In the passage on the Big Bang theory, replace "moniker" with "nickname" and write out the text from "The first public" to "frustration of some.".

* _EXTRACT PROVIDED_
* * * * * * * * *
The Big Bang theory represents cosmologists ' best attempts to reconstruct the 14 billion year story of the universe based on the sliver of existence visible today.

Different people use the term "Big Bang" in different ways. Most generally, it illustrates the arc of the observable universe as it thinned out and cooled down from an initially dense, hot state. This description boils down to the idea that the cosmos is expanding, a broad principle analogous to survival of the fittest in biology that few would consider debatable.

More specifically, the Big Bang can also refer to the birth of the observable universe itself — the moment something changed, kickstarting the events that led to today. Cosmologists have argued for decades about the details of that fraction of a second, and the discussion continues today. [ From Big Bang to Present: Snapshots of Our Universe Through Time ]

The classic Big Bang theory

For most of human history, observers of the sky assumed it eternal and unchanging. Edwin Hubble dealt this story an experimental blow in the 1920s when his observations showed both that galaxies outside the Milky Way existed, and that their light appeared stretched — a sign that they were rushing away from Earth .

George Lemaître, a contemporary Belgian physicist, interpreted data from Hubble and others as evidence of an expanding universe, a possibility permitted by Einstein's recently published field equations of general relativity . Thinking backwards, Lemaître inferred that today's separating galaxies must have started out together in what he called the "primeval atom."

The first public use of the modern term for Lemaître's idea actually came from a critic — English astronomer Fred Hoyle. On March 28, 1949, Hoyle coined the phrase during a defense of his preferred theory of an eternal universe that created matter to cancel out the dilution of expansion. Hoyle said the notion that "all matter of the universe was created in one big bang at a particular time in the remote past," was irrational. In later interviews, Hoyle denied intentionally inventing a slanderous name , but the moniker stuck, much to the frustration of some.
* * * * * * * * *
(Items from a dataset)

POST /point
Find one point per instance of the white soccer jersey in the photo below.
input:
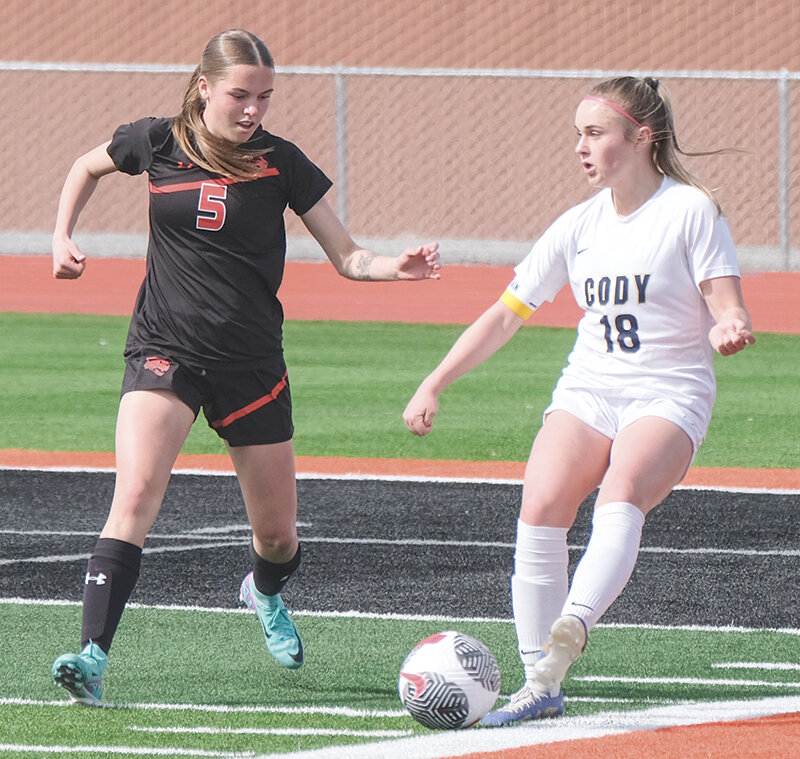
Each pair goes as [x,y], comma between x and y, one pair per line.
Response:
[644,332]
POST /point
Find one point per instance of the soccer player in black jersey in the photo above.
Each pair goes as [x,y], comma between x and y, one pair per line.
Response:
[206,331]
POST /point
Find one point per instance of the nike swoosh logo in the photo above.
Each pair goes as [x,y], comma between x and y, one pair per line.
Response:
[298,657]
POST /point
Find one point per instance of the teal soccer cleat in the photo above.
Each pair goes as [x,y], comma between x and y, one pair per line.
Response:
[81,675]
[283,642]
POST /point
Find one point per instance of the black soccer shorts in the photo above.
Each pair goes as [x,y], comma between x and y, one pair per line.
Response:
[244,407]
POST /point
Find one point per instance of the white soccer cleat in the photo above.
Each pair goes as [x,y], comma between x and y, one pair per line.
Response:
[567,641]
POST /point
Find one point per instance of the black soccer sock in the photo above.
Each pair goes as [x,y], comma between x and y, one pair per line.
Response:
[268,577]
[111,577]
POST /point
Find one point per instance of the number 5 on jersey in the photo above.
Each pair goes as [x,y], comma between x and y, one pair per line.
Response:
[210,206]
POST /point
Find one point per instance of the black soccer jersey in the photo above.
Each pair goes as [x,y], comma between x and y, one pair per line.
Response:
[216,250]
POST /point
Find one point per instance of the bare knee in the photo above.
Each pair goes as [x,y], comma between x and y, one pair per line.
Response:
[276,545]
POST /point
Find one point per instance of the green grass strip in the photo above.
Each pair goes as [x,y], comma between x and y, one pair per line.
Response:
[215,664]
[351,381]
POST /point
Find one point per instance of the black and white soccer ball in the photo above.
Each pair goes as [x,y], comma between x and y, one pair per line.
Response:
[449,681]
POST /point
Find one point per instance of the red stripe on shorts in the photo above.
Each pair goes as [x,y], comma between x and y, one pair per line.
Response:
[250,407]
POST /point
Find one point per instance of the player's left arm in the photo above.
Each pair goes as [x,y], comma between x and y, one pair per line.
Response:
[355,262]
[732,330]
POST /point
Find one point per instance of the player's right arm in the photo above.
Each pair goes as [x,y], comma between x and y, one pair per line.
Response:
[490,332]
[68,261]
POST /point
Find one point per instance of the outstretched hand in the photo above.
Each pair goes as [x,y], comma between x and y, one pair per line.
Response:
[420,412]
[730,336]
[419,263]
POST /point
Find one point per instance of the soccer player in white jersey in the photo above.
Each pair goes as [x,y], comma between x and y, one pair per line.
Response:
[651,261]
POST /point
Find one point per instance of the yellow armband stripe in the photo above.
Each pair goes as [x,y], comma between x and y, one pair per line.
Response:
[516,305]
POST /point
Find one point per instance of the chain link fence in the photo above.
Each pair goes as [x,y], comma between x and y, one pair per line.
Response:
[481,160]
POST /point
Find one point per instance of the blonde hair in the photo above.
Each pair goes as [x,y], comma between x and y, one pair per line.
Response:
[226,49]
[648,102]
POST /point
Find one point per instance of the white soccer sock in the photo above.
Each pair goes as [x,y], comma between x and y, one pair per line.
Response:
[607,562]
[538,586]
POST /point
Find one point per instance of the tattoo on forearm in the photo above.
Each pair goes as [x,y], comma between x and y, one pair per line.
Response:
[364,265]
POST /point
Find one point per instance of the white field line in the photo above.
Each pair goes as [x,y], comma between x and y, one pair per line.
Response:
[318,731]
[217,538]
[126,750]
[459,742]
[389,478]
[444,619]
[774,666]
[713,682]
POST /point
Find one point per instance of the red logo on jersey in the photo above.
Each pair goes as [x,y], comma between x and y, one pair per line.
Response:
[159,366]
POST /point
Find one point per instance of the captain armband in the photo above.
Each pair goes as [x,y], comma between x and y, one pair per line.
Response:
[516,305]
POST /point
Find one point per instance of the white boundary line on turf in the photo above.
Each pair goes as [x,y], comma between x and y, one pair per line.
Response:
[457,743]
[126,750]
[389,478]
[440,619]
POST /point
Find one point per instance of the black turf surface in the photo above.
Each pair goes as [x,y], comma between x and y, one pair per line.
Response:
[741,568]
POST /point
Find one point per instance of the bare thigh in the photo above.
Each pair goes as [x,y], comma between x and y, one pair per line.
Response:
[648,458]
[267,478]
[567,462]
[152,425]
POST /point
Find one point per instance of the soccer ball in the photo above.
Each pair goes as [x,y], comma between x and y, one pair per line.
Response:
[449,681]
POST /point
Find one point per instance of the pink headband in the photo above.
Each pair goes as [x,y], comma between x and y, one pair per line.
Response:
* * * * * * * * *
* _ANSWER TO THIS TASK_
The first public use of the modern term for Lemaître's idea actually came from a critic — English astronomer Fred Hoyle. On March 28, 1949, Hoyle coined the phrase during a defense of his preferred theory of an eternal universe that created matter to cancel out the dilution of expansion. Hoyle said the notion that "all matter of the universe was created in one big bang at a particular time in the remote past," was irrational. In later interviews, Hoyle denied intentionally inventing a slanderous name , but the nickname stuck, much to the frustration of some.